[Records to process Boundary: Start]

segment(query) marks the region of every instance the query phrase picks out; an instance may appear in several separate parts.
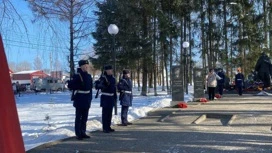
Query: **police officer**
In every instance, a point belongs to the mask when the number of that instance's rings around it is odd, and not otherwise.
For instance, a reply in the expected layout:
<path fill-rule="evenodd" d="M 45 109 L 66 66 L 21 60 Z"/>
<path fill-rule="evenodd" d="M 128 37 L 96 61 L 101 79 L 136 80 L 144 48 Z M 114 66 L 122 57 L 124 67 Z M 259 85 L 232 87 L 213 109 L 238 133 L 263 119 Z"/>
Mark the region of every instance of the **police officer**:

[Records to process Boundary: End]

**What you need to do**. Quote, without any change, each line from the one that contains "Query: **police officer**" through the end of the material.

**Solution**.
Query: **police officer**
In every instance, a point belongs to the mask when the number of that instance's rings around it is odd, and not otherwise.
For instance, a reply in the expected layout:
<path fill-rule="evenodd" d="M 45 109 L 66 66 L 21 60 Z"/>
<path fill-rule="evenodd" d="M 128 37 L 96 61 L 101 79 L 136 80 L 144 48 Z M 114 66 L 122 57 L 124 67 Z M 259 85 L 232 87 L 213 109 L 238 133 L 263 119 Z"/>
Mark the region of every instance of the **police officer**:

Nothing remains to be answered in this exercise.